• _WHAT THE TASK ASKS_
Rewrite the lines below as a numbered list, leaving out any blank lines.

Point placement lines:
--- --- ---

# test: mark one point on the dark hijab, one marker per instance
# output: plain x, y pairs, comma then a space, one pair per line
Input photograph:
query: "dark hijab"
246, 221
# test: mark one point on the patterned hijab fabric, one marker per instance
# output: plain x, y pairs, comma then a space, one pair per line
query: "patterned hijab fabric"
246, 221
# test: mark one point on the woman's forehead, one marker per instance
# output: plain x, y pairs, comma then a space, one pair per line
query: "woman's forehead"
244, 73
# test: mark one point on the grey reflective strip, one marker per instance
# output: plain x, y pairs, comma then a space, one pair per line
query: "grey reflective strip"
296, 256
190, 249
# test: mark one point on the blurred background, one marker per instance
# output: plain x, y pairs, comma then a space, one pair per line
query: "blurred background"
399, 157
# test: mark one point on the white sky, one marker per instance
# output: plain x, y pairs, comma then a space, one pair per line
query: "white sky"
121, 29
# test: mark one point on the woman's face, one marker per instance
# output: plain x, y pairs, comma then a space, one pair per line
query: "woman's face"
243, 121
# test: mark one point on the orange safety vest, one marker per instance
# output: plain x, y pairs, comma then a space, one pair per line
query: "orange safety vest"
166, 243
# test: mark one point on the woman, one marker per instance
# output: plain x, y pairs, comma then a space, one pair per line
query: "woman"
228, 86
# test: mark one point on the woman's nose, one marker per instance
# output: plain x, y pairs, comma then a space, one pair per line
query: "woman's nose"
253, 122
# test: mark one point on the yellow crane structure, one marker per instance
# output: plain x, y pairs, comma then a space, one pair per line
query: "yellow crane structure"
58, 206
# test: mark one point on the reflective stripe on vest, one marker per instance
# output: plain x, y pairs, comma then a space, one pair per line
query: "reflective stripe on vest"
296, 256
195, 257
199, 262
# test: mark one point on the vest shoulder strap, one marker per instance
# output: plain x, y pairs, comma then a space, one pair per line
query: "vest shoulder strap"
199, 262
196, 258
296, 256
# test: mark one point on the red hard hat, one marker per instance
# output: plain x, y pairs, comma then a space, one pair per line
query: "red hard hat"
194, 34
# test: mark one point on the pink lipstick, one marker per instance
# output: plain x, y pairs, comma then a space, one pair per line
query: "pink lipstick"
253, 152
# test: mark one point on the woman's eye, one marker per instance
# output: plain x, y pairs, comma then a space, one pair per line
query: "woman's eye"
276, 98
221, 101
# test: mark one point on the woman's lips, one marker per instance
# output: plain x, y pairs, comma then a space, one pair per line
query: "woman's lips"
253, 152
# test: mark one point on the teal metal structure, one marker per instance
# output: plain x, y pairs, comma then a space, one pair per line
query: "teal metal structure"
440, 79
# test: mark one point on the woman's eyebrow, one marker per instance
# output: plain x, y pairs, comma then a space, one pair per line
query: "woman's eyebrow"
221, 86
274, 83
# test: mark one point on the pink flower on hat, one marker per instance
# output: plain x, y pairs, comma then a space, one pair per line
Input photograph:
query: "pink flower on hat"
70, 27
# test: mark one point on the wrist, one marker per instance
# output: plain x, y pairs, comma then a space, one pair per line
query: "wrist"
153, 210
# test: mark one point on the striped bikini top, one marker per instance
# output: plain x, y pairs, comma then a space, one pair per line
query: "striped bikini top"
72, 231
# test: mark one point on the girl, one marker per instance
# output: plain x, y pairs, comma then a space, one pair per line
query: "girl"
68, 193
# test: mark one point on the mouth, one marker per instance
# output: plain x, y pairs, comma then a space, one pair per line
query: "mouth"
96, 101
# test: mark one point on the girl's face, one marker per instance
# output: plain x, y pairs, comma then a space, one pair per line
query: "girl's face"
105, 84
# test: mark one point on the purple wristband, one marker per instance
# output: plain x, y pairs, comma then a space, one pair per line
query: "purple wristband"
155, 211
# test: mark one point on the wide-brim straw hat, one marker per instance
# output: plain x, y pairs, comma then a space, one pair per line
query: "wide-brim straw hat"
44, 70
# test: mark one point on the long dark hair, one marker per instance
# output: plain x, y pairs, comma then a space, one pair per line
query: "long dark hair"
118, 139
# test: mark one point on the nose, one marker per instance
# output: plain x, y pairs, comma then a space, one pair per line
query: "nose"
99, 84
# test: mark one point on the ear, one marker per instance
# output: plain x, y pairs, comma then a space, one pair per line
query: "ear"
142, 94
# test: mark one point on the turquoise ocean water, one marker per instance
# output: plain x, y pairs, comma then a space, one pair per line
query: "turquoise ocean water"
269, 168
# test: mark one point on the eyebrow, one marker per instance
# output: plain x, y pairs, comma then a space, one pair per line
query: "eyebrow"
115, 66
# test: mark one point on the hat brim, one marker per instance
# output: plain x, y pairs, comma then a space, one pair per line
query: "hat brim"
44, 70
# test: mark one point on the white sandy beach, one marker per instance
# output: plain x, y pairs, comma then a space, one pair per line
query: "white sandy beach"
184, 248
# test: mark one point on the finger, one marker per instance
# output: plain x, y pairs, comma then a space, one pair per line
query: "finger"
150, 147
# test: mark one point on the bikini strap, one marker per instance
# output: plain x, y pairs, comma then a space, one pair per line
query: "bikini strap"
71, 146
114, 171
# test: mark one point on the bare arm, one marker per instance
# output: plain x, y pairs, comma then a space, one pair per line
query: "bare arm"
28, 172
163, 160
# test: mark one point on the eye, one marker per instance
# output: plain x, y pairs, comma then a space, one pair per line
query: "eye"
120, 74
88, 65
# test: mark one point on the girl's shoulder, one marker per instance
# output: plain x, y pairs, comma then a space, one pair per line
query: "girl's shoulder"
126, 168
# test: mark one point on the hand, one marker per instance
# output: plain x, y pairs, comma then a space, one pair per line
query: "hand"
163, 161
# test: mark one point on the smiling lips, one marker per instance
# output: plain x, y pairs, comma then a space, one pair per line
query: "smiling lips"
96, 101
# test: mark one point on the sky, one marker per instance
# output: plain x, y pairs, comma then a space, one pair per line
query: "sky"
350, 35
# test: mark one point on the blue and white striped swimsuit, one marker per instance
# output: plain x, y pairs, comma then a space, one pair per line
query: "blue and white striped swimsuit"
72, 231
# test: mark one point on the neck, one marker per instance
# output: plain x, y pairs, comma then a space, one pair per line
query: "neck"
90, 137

--- --- ---

• _CORRECT RESULT_
1. # test: mark one point on the dark hijab, one marker per instance
2. # output: plain x, y pairs, comma then a space, one pair per line
3. Input photograph:
4. query: "dark hijab"
5. 246, 221
6. # test: mark one point on the patterned hijab fabric, one marker per instance
7. # output: plain x, y pairs, comma then a space, one pair per line
8. query: "patterned hijab fabric"
9. 246, 221
10. # test: mark one point on the woman's forehead, one marker per instance
11. # output: plain x, y pairs, comma then a space, one pair per line
12. query: "woman's forehead"
13. 244, 73
14. # test: mark one point on the grey reflective strip, one marker per instance
15. # output: plain x, y pairs, comma then a space, one pair per line
16. query: "grey reflective strip"
17. 296, 256
18. 190, 249
19. # test: mark one point on the blurred background, one marker per instance
20. # output: plain x, y pairs, comma then a space, one pair per line
21. query: "blurred background"
22. 399, 157
23. # test: mark one point on the white sky, one marker per instance
24. # output: plain x, y pairs, comma then a space, one pair per line
25. query: "white sky"
26. 121, 29
27. # test: mark one point on the woman's face, one marker per instance
28. # output: plain x, y pairs, comma then a space, one pair per line
29. query: "woman's face"
30. 243, 121
31. # test: mark one point on the orange safety vest, one marker per instance
32. # output: plain x, y pairs, comma then a space, one pair per line
33. query: "orange safety vest"
34. 166, 243
35. # test: mark one point on the woman, one marker per instance
36. # output: plain x, y pairs, comma then a space, one pair per line
37. query: "woman"
38. 228, 86
39. # test: mark one point on the woman's nose, one marker per instance
40. # output: plain x, y pairs, comma then a space, one pair per line
41. query: "woman's nose"
42. 253, 122
43. # test: mark one point on the yellow crane structure, one marker per instance
44. # output: plain x, y pairs, comma then a space, one pair per line
45. query: "yellow crane structure"
46. 58, 206
47. # test: mark one point on the reflective stripe on vest, one marker per instance
48. # output: plain x, y pairs, comma then a space, one pair per line
49. query: "reflective stripe on vest"
50. 296, 256
51. 195, 257
52. 199, 262
53. # test: mark one point on the vest shoulder strap, one marker per instance
54. # output: plain x, y pairs, comma then a space, one pair per line
55. query: "vest shoulder strap"
56. 199, 262
57. 196, 258
58. 296, 256
59. # test: mark one point on the red hard hat, one marker per instance
60. # output: plain x, y pairs, comma then a space, one pair per line
61. query: "red hard hat"
62. 194, 34
63. # test: mark one point on the pink lipstick, one marker per instance
64. # output: plain x, y pairs, comma then a space, one pair per line
65. query: "pink lipstick"
66. 253, 152
67. # test: mark one point on the woman's eye, one marker per instance
68. # output: plain x, y pairs, comma then a space, one pair per line
69. query: "woman's eye"
70. 276, 98
71. 221, 101
72. # test: mark one point on the woman's lips, one marker per instance
73. # output: plain x, y pairs, comma then a space, one pair per line
74. query: "woman's lips"
75. 253, 152
76. # test: mark one point on the teal metal structure, one marker per instance
77. # output: plain x, y pairs, comma then a space, one pair per line
78. query: "teal metal structure"
79. 440, 79
80. # test: mark one point on the woman's eyebrow, one marker per instance
81. # output: plain x, y pairs, comma then a space, one pair per line
82. query: "woman's eyebrow"
83. 221, 86
84. 274, 83
85. # test: mark one point on the pink flower on hat, one marker per instance
86. # output: plain x, y pairs, comma then a space, one pair per line
87. Input photograph:
88. query: "pink flower on hat"
89. 70, 27
90. # test: mark one point on the wrist, one marker per instance
91. # output: plain x, y pairs, comma then a space, one pair per line
92. query: "wrist"
93. 153, 210
94. # test: mark one point on the striped bikini top, one marker per instance
95. # output: plain x, y pairs, comma then a space, one pair per line
96. query: "striped bikini top"
97. 72, 231
98. # test: mark one point on the girl, one marker per instance
99. # output: plain x, y pairs, comma then a space, one pair per line
100. query: "girl"
101. 68, 193
102. # test: mark one point on the mouth, one marker per instance
103. # output: plain x, y pairs, comma then a space, one pair per line
104. query: "mouth"
105. 96, 101
106. # test: mark one point on the girl's face, one marker per instance
107. # output: plain x, y pairs, comma then a space, one pair per line
108. query: "girl's face"
109. 105, 84
110. # test: mark one point on the purple wristband, one marker per instance
111. # output: plain x, y pairs, comma then a space, one pair per line
112. query: "purple wristband"
113. 155, 211
114. # test: mark one point on the wide-brim straw hat, one marker per instance
115. # output: plain x, y pairs, comma then a space, one pair per line
116. query: "wide-brim straw hat"
117. 44, 70
118. # test: mark one point on the long dark hair, one marker per instance
119. # output: plain x, y pairs, comma then a space, one pair per line
120. query: "long dark hair"
121. 118, 139
122. # test: mark one point on the nose, one marker per instance
123. # output: plain x, y pairs, comma then a space, one pair per line
124. query: "nose"
125. 99, 84
126. # test: mark one point on the ear, one marker per instance
127. # output: plain x, y pairs, comma then a space, one pair per line
128. query: "ear"
129. 142, 94
130. # test: mark one point on the turquoise ocean water, one marker per instance
131. # output: plain x, y pairs, comma then a space, one pair per line
132. query: "turquoise ocean water"
133. 269, 168
134. # test: mark one point on the eyebrow, one marker per instance
135. # output: plain x, y pairs, comma then a space, one pair per line
136. query: "eyebrow"
137. 115, 66
138. # test: mark one point on the hat brim, one marker per instance
139. # output: plain x, y pairs, comma then a space, one pair per line
140. query: "hat brim"
141. 44, 70
142. # test: mark one point on the white sandy beach, one marker per instance
143. # output: plain x, y pairs, comma then a space, one pair per line
144. query: "white sandy beach"
145. 184, 248
146. # test: mark one point on the finger, one marker per instance
147. # output: plain x, y pairs, comma then a space, one pair per line
148. query: "finger"
149. 150, 147
150. # test: mark one point on the bikini strap, one marker per instance
151. # output: plain x, y pairs, comma then a space, one pair per line
152. query: "bikini strap"
153. 71, 146
154. 114, 171
155. # test: mark one point on the bare arm, one marker per instance
156. # output: plain x, y pairs, comma then a space, one pair per line
157. query: "bare arm"
158. 28, 172
159. 163, 160
160. # test: mark one point on the eye, one marker per instance
161. # output: plain x, y pairs, comma then a space, one pair per line
162. query: "eye"
163. 120, 74
164. 88, 65
165. # test: mark one point on the girl's shoulder, one marker per instance
166. # output: plain x, y pairs, comma then a space, one pair per line
167. query: "girl's shoulder"
168. 126, 168
169. # test: mark one point on the hand, one marker per instance
170. # output: plain x, y pairs, comma then a space, one pair per line
171. query: "hand"
172. 163, 161
173. # test: mark one point on the smiling lips, one marker per instance
174. # output: plain x, y pairs, comma then a space, one pair per line
175. query: "smiling lips"
176. 96, 101
177. # test: mark one point on the sky, one marker per instance
178. # output: plain x, y pairs, comma then a space, one pair per line
179. query: "sky"
180. 350, 35
181. # test: mark one point on the blue and white striped swimsuit, one marker per instance
182. # output: plain x, y pairs, comma then a space, one pair per line
183. query: "blue and white striped swimsuit"
184. 72, 231
185. # test: mark one point on the neck, one marker per instance
186. # output: plain x, y pairs, comma then a space, one pair per line
187. query: "neck"
188. 90, 137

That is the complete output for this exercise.